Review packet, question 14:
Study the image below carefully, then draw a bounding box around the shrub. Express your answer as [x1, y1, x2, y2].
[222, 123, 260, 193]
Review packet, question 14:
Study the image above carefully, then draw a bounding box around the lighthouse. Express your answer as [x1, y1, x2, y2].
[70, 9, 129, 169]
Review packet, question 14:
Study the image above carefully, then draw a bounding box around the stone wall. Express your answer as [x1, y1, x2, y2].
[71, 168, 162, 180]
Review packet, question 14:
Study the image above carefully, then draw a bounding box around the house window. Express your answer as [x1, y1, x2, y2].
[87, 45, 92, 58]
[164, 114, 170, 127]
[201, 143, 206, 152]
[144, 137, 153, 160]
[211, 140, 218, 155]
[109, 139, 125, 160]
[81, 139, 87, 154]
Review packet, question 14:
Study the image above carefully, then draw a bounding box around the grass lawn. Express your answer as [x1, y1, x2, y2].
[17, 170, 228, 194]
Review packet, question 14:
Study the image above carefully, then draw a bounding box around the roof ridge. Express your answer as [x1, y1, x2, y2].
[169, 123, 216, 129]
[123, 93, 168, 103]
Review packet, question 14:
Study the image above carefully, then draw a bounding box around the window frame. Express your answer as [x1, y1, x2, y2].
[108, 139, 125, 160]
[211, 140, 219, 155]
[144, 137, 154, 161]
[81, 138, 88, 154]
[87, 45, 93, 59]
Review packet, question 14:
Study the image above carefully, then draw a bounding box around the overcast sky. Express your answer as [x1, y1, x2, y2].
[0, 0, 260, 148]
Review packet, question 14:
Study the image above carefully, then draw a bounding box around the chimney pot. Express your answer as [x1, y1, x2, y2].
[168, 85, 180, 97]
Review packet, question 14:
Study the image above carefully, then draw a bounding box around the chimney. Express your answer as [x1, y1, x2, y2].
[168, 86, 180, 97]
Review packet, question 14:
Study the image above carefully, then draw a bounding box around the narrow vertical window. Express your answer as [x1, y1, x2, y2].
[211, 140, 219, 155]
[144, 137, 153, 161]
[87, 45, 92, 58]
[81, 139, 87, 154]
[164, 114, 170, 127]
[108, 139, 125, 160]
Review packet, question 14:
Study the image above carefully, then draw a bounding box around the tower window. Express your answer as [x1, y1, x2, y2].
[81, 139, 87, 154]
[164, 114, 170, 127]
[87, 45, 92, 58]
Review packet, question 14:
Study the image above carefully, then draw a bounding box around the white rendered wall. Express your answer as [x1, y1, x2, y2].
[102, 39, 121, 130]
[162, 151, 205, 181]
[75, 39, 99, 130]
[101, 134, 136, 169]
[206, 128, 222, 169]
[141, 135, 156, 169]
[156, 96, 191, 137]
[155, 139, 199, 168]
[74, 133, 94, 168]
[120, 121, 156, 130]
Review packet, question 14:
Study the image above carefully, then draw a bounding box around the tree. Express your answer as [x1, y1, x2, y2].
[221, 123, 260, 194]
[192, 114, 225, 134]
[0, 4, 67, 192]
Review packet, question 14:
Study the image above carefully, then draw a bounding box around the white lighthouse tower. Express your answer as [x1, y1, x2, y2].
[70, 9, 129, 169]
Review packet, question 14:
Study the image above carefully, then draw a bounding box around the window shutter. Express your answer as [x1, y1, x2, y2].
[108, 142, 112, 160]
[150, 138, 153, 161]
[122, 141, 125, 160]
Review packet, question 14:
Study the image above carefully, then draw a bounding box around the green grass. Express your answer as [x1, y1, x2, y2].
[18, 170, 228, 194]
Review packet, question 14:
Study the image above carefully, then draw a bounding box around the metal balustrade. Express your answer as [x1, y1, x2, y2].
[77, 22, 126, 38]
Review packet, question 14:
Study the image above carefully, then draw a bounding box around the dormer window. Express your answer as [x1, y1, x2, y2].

EXERCISE
Please express all of the records above as a numbered list, leaving out any blank lines.

ANSWER FOR THE TASK
1. Review packet, question 14:
2. Study the image below carefully, then draw a bounding box around the shrub. Express your answer as [x1, y1, x2, y2].
3. [222, 123, 260, 193]
4. Review packet, question 14:
5. Study the image above carefully, then draw a bounding box around the lighthouse. Express your answer as [x1, y1, x2, y2].
6. [70, 9, 129, 169]
7. Review packet, question 14:
8. Study the image above carefully, then draw a bounding box around the stone wall. Express your answer as [x1, y1, x2, y2].
9. [71, 168, 162, 180]
10. Review packet, question 14:
11. Study the image above carefully, then draw a bounding box around the house window. Express your answer as [x1, y1, x2, y2].
12. [87, 45, 92, 58]
13. [164, 114, 170, 127]
14. [201, 143, 206, 152]
15. [144, 137, 153, 160]
16. [211, 140, 218, 155]
17. [109, 139, 125, 160]
18. [81, 139, 87, 154]
19. Review packet, question 14:
20. Study the image above carefully, then draw a bounding box around the grass lawn. Express your answer as [x1, y1, x2, y2].
21. [17, 170, 228, 194]
22. Review packet, question 14:
23. Study the image above carefully, then draw a bounding box around the roof ridge. Express your answer as [x1, y1, x2, y2].
24. [169, 123, 216, 129]
25. [123, 93, 168, 103]
26. Review packet, question 14:
27. Study the image above carefully, then draw a bounding box around the window frame. Express your answer as [x1, y1, x2, y2].
28. [108, 139, 125, 160]
29. [211, 140, 219, 155]
30. [144, 137, 154, 161]
31. [81, 138, 88, 154]
32. [87, 45, 93, 59]
33. Review packet, question 14:
34. Study the image above carefully, then draw a bounding box around the overcast sky. Express your answer as [x1, y1, x2, y2].
35. [0, 0, 260, 148]
36. Review packet, question 14:
37. Study the image above carefully, then draw a bounding box around the chimney pot. Express your answer as [x1, y1, x2, y2].
38. [168, 85, 180, 97]
39. Review packet, question 14:
40. Study the image above carefully, then draw a bounding box around the chimney. Express your answer as [x1, y1, x2, y2].
41. [168, 86, 180, 97]
42. Review packet, question 14:
43. Study the image above carefully, then draw a bounding box around the narrow vertical window. Express your answer as [x1, y1, x2, y2].
44. [211, 140, 219, 155]
45. [144, 137, 153, 161]
46. [87, 45, 92, 58]
47. [81, 139, 87, 154]
48. [164, 114, 170, 127]
49. [108, 139, 125, 160]
50. Review packet, question 14:
51. Study the image above carefully, then draw a bounding box around the tower window. Express your answer as [x1, y1, x2, y2].
52. [81, 139, 87, 154]
53. [164, 114, 170, 127]
54. [87, 45, 92, 58]
55. Review packet, question 14:
56. Study the image above carefully, then draw a bounding box around the white rendered wall. Express your answer as [x1, y1, x2, y2].
57. [102, 39, 121, 130]
58. [162, 151, 205, 181]
59. [75, 39, 99, 130]
60. [101, 134, 136, 169]
61. [206, 128, 222, 169]
62. [141, 135, 156, 169]
63. [156, 96, 191, 137]
64. [155, 139, 199, 168]
65. [74, 133, 94, 168]
66. [120, 121, 156, 130]
67. Review packet, question 14:
68. Study the image above carefully, then draw a bounding box around the tree. Express your answer as [x1, y1, x2, y2].
69. [221, 123, 260, 194]
70. [192, 114, 225, 134]
71. [0, 4, 67, 192]
72. Review packet, question 14:
73. Study the image above carefully, then draw a bounding box around the white lighthouse tower. Express your answer as [x1, y1, x2, y2].
74. [70, 9, 129, 169]
75. Review packet, question 14:
76. Study the image above carefully, then draw a bounding box around the window shutter. Express your answer as [x1, y1, x2, y2].
77. [108, 142, 112, 160]
78. [150, 138, 153, 161]
79. [122, 141, 125, 160]
80. Review packet, question 14:
81. Study the image above carefully, then draw a bounding box around the green grass. Express your answer as [x1, y1, x2, y2].
82. [18, 170, 228, 194]
83. Review packet, question 14:
84. Study the image above carefully, then draw a bounding box around the metal balustrade. Express your answer as [x1, y1, x2, y2].
85. [77, 22, 126, 38]
86. Review packet, question 14:
87. Study the image above carefully, then draw a bounding box around the dormer window. Express your answer as [x1, y1, x2, y2].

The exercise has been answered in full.